■ EXTRACT PROVIDED
# Decoder install in a Hartland 4-4-0



## rbr (Apr 27, 2014)

Everyone,

I'm not sure where to start, but I would like to purchase a Hartland 4-4-0 Jupiter locomotive. They advertise it as DCC ready. When I spoke with the designer, Phil Jensen, he said that all of the wires go back to the tender shell and they unplug so that you can easily have access to all of the wires. 
So, has anyone ever done this? What brand, model of decoder do you use? How hard is it for a beginner? I would also like to add sound.

thanks,


----------



## Dan Pierce (Jan 2, 2008)

Do you have a DCC system yet and if so what mfg.
Wen powering the decoder the first time, make sure you have rechecked the motor and track leads for no connection to each other and then place a 30 ohm 5 watt resistor in series to the track to limit the current in case of an unknown problem in the wiring for the initial checkout.

All decoders can work with almost any systems, and there are known reasons why some are not fully compatible. I found sound activation issues such as the LGB MTS system only has functions 0-9 whereas many other systems have 0-19 and some as many as 30 function keys.


----------



## Stan Cedarleaf (Jan 2, 2008)

rbr, the Hartland products are very easy to install decoders. The 4-4-0's tender comes apart very easily and the leads from the track are easy to hook to which ever decoder you choose. I've done a number of them with battery power and CREST REVOLUTION receivers. 

Any good DCC decoder should be as easy to install.


----------

■ TASK PROMPT
List the usernames of all the people who posted in the thread about installing a decoder in a Hartland 4-4-0. The records after this point come from a separate source.

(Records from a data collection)
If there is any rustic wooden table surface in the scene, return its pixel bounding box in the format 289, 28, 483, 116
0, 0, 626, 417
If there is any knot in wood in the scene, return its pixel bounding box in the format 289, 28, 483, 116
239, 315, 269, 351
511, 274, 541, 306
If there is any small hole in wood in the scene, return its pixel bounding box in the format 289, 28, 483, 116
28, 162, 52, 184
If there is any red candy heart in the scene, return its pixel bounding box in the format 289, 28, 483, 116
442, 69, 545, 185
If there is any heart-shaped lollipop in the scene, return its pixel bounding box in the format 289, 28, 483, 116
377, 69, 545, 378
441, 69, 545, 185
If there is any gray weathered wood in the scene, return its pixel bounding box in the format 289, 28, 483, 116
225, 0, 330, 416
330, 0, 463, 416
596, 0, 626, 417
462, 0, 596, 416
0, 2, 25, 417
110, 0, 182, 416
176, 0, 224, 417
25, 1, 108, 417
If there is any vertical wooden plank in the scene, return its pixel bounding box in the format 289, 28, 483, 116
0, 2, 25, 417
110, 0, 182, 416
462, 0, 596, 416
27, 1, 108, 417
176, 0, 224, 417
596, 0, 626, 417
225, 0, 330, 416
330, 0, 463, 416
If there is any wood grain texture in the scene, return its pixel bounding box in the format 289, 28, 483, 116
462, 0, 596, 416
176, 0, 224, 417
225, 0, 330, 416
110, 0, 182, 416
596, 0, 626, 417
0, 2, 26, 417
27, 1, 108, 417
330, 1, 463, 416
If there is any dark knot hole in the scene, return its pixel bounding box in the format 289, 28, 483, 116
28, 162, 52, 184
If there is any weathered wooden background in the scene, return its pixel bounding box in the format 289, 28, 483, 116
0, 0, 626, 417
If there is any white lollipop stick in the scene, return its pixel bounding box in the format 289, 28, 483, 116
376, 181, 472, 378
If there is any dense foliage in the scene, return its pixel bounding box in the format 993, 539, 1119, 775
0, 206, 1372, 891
--
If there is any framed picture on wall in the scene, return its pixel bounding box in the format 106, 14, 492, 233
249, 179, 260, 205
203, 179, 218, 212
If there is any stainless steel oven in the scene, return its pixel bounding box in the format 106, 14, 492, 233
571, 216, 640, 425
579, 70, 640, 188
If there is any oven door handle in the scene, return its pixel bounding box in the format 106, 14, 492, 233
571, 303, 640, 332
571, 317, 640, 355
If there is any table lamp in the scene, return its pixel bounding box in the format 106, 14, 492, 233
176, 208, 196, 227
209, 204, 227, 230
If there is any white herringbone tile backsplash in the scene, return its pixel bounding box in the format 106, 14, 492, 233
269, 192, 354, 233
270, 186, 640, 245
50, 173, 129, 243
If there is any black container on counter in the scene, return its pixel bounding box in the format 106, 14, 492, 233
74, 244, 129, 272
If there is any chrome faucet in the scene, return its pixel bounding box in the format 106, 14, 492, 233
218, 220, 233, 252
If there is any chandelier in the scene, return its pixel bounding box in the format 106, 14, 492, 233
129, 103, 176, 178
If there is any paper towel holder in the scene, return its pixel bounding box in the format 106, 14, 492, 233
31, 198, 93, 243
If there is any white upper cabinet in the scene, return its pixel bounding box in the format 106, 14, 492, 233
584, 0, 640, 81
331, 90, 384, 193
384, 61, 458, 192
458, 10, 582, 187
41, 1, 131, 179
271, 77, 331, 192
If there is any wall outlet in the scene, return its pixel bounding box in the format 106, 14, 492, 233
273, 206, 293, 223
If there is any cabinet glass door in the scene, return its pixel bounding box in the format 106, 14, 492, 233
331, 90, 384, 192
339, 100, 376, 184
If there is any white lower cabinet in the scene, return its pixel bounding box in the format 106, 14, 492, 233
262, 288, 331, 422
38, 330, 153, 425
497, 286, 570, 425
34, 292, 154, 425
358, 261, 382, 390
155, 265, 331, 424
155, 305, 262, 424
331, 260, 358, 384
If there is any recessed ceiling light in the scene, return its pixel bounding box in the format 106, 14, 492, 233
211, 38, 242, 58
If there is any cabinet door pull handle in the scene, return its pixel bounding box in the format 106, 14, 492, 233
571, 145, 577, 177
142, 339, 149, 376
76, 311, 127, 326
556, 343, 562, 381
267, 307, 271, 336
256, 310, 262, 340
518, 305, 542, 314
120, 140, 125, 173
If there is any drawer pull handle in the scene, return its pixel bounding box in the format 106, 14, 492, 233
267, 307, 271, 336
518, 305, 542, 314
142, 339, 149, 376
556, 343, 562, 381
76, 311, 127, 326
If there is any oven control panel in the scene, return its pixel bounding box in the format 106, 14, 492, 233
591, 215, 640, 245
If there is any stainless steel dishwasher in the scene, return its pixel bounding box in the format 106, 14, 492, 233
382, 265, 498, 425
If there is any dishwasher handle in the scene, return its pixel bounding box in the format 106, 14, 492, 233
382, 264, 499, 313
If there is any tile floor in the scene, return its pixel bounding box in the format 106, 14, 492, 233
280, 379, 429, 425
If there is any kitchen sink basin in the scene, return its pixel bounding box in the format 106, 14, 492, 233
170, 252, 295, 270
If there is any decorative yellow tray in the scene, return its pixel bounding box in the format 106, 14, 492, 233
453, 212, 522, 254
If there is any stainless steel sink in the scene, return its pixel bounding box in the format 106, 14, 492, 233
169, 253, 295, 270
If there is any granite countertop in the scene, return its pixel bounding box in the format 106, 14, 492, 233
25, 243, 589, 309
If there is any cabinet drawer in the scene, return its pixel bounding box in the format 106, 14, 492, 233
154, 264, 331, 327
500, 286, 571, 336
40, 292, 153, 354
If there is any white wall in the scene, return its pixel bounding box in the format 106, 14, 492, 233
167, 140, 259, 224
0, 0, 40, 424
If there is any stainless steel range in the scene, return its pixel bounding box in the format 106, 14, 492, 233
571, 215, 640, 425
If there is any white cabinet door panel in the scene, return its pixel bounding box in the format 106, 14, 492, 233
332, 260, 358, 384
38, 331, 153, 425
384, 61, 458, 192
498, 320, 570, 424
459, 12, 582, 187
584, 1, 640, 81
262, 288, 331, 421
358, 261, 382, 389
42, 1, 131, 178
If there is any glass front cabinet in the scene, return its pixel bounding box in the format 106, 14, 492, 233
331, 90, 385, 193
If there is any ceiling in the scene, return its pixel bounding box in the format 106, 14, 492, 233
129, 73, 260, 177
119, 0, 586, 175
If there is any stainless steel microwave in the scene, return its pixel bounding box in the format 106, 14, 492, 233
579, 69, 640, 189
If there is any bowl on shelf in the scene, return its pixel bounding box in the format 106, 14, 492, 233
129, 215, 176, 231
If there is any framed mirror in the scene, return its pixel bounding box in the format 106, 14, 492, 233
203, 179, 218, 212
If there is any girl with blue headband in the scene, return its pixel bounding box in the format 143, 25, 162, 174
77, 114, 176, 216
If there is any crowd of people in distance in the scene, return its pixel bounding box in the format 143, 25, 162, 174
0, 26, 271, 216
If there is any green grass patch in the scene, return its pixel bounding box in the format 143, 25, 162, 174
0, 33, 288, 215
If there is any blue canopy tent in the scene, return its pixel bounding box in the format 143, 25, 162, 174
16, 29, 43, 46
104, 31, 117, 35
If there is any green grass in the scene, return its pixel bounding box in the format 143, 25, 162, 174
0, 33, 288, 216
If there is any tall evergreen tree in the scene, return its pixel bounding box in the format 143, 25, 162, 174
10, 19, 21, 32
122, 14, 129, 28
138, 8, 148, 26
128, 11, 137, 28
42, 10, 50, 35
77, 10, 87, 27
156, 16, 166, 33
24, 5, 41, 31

■ RESPONSE
rbr, Dan Pierce, Stan Cedarleaf